WORK INSTRUCTIONS: Please copy out everything from the line containing "Shelf-audit tagging: put a marker on the wooden" down to the end of the data below, and offset each listed coordinate point by adding 97 to both of its numbers. Leave the sample coordinates after "written like" unchanged.

DATA ENTRIES:
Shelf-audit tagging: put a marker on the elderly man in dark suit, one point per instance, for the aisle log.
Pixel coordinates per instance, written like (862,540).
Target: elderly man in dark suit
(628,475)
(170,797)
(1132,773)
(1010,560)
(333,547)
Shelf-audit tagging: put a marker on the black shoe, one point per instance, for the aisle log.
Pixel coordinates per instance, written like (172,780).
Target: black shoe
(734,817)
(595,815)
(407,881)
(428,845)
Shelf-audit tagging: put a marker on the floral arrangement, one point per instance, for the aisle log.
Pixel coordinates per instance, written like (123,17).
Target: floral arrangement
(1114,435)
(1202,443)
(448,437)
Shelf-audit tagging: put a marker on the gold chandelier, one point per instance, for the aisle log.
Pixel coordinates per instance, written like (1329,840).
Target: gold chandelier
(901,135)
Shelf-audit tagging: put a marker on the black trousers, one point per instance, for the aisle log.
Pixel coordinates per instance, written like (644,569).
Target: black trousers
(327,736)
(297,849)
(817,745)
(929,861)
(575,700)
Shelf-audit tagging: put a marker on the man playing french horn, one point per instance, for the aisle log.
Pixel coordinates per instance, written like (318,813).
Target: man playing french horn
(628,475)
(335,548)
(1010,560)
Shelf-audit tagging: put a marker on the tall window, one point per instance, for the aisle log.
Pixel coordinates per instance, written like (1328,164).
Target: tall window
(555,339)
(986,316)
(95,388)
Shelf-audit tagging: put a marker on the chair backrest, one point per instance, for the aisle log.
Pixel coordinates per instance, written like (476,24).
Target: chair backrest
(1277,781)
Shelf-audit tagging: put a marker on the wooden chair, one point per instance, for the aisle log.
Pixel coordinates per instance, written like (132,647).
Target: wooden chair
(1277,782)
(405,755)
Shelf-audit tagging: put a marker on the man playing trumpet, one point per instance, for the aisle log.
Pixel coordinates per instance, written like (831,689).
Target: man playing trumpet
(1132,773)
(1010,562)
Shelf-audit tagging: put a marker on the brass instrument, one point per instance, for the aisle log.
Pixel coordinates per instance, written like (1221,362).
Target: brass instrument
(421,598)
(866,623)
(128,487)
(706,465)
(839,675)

OUTPUT FOR THIS EXERCISE:
Shelf-audit tagging: put a marker on the wooden chair, one point per instance, for the aisle log.
Pixel coordinates per instance, written like (132,647).
Target: wooden chair
(1374,879)
(502,852)
Shelf-audit tagging: put a marker on the man playing trumpet, one point per instance, for the aisle log.
Pixel coordinates per instance, written like (831,689).
Target: man playing trumpet
(1229,870)
(1107,659)
Shelf-audit tagging: put a marker on the brass instrument, one point per instance, for the aisle log.
Pixel coordinates per instance, written like (1221,362).
Target: brass instrument
(518,695)
(963,720)
(225,584)
(803,562)
(936,772)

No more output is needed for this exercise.